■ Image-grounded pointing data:
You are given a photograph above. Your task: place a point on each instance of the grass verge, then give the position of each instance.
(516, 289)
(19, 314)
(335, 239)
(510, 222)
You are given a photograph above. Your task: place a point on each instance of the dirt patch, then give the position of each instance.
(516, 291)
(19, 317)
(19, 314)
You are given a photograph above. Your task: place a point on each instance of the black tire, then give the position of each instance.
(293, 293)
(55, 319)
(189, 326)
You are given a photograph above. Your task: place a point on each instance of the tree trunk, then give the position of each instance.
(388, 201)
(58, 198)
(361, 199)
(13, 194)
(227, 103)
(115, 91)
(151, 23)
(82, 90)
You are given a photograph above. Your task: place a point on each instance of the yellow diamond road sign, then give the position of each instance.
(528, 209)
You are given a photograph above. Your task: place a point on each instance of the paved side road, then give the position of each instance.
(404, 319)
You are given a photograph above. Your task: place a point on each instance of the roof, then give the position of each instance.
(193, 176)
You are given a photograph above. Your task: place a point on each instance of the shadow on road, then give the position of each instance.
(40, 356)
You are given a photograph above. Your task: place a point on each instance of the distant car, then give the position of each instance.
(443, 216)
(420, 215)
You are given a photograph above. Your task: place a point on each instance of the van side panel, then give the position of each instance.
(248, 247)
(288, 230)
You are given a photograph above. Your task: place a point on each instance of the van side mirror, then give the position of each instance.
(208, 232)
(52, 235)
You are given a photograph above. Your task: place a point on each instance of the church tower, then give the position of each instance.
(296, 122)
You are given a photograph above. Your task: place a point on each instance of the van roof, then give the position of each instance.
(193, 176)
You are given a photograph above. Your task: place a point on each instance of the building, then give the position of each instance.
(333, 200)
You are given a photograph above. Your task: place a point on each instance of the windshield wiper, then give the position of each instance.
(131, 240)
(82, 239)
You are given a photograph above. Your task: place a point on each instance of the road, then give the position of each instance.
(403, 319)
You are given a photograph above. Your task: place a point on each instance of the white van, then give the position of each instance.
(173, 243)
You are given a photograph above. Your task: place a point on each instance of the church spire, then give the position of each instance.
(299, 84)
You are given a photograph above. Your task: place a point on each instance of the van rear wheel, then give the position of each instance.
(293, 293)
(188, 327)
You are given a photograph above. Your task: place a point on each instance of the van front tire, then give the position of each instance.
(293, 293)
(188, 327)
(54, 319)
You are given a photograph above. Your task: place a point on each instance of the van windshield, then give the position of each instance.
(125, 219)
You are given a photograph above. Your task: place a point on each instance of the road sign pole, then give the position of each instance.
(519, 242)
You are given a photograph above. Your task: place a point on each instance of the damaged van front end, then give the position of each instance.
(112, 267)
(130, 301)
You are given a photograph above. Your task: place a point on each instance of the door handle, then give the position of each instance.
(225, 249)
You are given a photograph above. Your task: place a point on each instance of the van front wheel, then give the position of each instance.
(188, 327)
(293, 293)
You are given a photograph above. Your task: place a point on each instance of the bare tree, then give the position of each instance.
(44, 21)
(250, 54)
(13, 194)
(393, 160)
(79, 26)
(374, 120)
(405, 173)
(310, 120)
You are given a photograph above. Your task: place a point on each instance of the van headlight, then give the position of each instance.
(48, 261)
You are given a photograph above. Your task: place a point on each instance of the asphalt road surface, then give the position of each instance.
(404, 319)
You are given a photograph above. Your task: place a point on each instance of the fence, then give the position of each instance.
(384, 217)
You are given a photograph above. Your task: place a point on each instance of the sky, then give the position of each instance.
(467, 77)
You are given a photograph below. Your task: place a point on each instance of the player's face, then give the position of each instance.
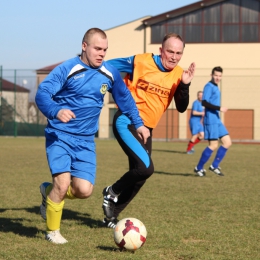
(94, 52)
(216, 77)
(171, 53)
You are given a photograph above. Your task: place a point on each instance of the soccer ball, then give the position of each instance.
(130, 234)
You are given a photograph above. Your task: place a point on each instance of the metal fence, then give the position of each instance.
(19, 115)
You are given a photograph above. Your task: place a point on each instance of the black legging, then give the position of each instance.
(139, 171)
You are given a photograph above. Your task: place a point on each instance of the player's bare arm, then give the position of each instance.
(143, 132)
(188, 74)
(65, 115)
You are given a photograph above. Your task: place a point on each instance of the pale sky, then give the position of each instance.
(35, 34)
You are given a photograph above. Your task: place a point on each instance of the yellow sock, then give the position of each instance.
(48, 189)
(53, 214)
(69, 194)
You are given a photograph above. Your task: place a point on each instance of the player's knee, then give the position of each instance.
(146, 172)
(84, 192)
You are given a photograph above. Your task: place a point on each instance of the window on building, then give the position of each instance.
(227, 22)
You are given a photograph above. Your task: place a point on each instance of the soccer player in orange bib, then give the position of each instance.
(154, 80)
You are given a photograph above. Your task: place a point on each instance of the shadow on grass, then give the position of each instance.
(176, 174)
(168, 151)
(115, 249)
(16, 225)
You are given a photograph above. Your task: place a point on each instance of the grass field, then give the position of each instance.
(187, 217)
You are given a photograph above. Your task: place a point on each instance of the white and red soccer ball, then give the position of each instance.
(130, 234)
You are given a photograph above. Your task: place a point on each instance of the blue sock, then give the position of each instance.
(219, 156)
(204, 157)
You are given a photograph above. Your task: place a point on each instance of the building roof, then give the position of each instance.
(10, 86)
(180, 11)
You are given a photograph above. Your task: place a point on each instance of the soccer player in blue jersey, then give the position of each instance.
(154, 81)
(214, 129)
(71, 97)
(196, 123)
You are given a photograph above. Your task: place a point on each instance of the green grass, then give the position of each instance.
(187, 217)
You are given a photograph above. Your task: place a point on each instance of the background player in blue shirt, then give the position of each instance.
(196, 123)
(71, 97)
(213, 127)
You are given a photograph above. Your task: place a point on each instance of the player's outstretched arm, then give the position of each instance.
(143, 132)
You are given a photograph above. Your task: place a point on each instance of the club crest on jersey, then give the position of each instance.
(103, 89)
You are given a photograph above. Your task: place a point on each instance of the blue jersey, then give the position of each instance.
(74, 85)
(196, 106)
(211, 94)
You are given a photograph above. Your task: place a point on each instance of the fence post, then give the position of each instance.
(15, 124)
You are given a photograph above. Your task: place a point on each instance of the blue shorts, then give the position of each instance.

■ TASK GOAL:
Could you retype every record above exactly, leaving the pictures out?

■ EXERCISE RESPONSE:
You are given a photograph above. Your task: place a point on each instance of the grass verge, then give the position of each instance.
(516, 289)
(19, 314)
(335, 239)
(510, 222)
You are given a photograph above. Your task: place a point on each instance of the dirt patch, then give the position of each instance.
(516, 291)
(19, 317)
(19, 314)
You are given a photograph above. Your task: place a point on each instance of the black tire, then give the position of each instance.
(293, 293)
(55, 319)
(189, 326)
You are given a photograph above. Your task: place a point on each instance of the tree trunk, then give the position of each instance.
(388, 201)
(58, 198)
(361, 199)
(13, 194)
(227, 103)
(115, 91)
(151, 23)
(82, 90)
You are given a photograph above. Your task: place a point on each instance of the yellow diamond road sign, then give the position of each instance.
(528, 209)
You are given a photograph above. Your task: place a point on each instance of the paved side road, then give the position of each instance.
(404, 319)
You are given a photograph above. Your task: place a point on each instance of the roof, then give the position of each instance.
(193, 176)
You are given a photograph above. Your task: place a point on each instance of the shadow on road, then give the position of each instance.
(40, 356)
You are given a photograph above. Your task: place a point on each instance of the distant car, then give the position of each instance.
(443, 216)
(420, 215)
You are given a photograph above. Your task: place a point on each instance of the van side panel, then give the position of each instance.
(248, 247)
(288, 230)
You are given a photograph above. Your task: place a point on each instance of the van side mirror, then give the position of each instance.
(208, 232)
(52, 235)
You are given a photograph above. Your task: place a point on each instance of the church tower, then give the position of each instance.
(296, 122)
You are given a photograph above. Your task: place a point on each instance of the van roof, then give the position of each instance.
(193, 176)
You are given a photograph above. Your task: place a point on each instance of the building, then give the position of each instance.
(333, 200)
You are given a photograph above. Your task: place a point on each instance of the windshield wiper, then give the position of each instance.
(131, 240)
(82, 239)
You are given a photograph above. Your task: place a point on each instance of the road, then give the position of each instance.
(403, 319)
You are given a photograph above. Your task: place a point on each instance of the white van, then give the position of each instance.
(173, 243)
You are given a photograph above. Your task: place a point on each instance of the church spire, then give the position of each instance.
(299, 84)
You are given a photograph above. Your task: place a point on each instance of the van rear wheel, then give the position of each instance.
(293, 293)
(188, 327)
You are given a photograph above. Your task: place a point on each instance of the van front tire, then give the position of each instance.
(293, 293)
(188, 327)
(54, 319)
You are given a photograph above. Your task: place a point on each instance of the van windshield, then give the position of each instance.
(125, 219)
You are given a photograph above. Your task: place a point on each instance of the road sign pole, then give the position of each instance.
(519, 242)
You are given a photograph above. Your task: place a point on each instance of the damaged van front end, then give the position of each instance.
(112, 267)
(130, 301)
You are given a photograph above. Your task: place a point on each instance of the door handle, then give the position of each instance.
(225, 249)
You are given a photograph above. Your task: place a point on each instance of the van front wheel, then give the position of each instance.
(188, 327)
(293, 293)
You are given a photograph above. Your task: place a point on each instance of the bare tree, then give the position of each instance.
(44, 21)
(250, 54)
(13, 194)
(393, 160)
(79, 26)
(374, 120)
(405, 173)
(310, 120)
You are given a photograph above. Your task: place a point on each instance of the van headlight, then give the position of each instance.
(48, 261)
You are given a photograph above. Your task: place a point on each instance of the asphalt road surface, then give the position of each instance.
(404, 319)
You are given a photograph above. Your task: place a point on each instance of the fence, then give the position of each instance.
(384, 217)
You are given a photograph above. Your task: place a point on each instance of the sky, then give the position of each instance.
(467, 77)
You are given a photograph below. Your task: place a point on each instance of the player's face, then give the position of each instance.
(94, 52)
(216, 77)
(171, 53)
You are given a photograph above. Your task: place a point on each instance of the soccer ball, then give the position of each instance.
(130, 234)
You are given a photograph above. Your task: place a point on each instance of the metal fence, then give the position of each instance.
(19, 115)
You are given a photograph above. Your task: place a point on each instance of the black legging, then give the position of each instance.
(139, 171)
You are given a photograph above. Your task: place a point on each instance of the player's bare arm, then give the position of each instance.
(143, 132)
(188, 74)
(65, 115)
You are given a photograph above. Your task: place a point on each instance of the pale sky, then give the position of each instance.
(35, 34)
You are given a photograph above. Your task: place a point on each instance of the yellow sock, then give the position of each instance.
(48, 189)
(53, 214)
(69, 194)
You are given a photograph above. Your task: place a point on each instance of the player's knee, then give the position of each instance.
(146, 172)
(84, 192)
You are given a photograph above. Your task: place a point on each instance of the window on building, then give the position of each instance.
(227, 22)
You are given a photograph above. Your task: place a point on each instance of the soccer player in orange bib, then give the position of each instance.
(154, 80)
You are given a photograph above. Your task: place a point on each instance of the shadow on grass, then give the position of each instance.
(176, 174)
(168, 151)
(115, 249)
(16, 225)
You are given a photograph above. Your task: place a point on each instance of the grass field, then give the position of each instance.
(187, 217)
You are given a photograph above. Your task: place a point on each instance of the white and red soccer ball, then give the position of each instance.
(130, 234)
You are given a photograph above. Your task: place a point on each instance of the blue sock, then give the position of each instance.
(219, 156)
(204, 157)
You are given a photograph above. Your task: place a point on each instance of the building roof, then give the position of each instance.
(10, 86)
(180, 11)
You are given a photograph above. Your task: place a point on each instance of the soccer player in blue jersey, then give the position of each instance.
(154, 81)
(214, 129)
(71, 97)
(196, 123)
You are given a photograph above. Your task: place a point on each instance of the green grass, then give the position of each instance.
(187, 217)
You are given a photograph above. Your task: place a point on each instance of the background player in blue shirt, then give the position of each instance.
(196, 123)
(71, 97)
(213, 127)
You are given a photograph above. Your task: place a point on each instance of the player's outstretched arm, then give the position of each instance.
(143, 132)
You are given a photograph above. Your task: place a point on each instance of the club crest on jersey, then give the position of each instance.
(103, 89)
You are given a photograph above. Your task: place a point on each instance of the blue jersey, then give the position of each instance.
(74, 85)
(196, 106)
(211, 94)
You are given a photograph above. Your task: place a point on each instance of the fence post, then give the position of each instance.
(15, 124)
You are given a photograph above. Your task: place a point on each instance of the blue shorts, then give the position of each instance.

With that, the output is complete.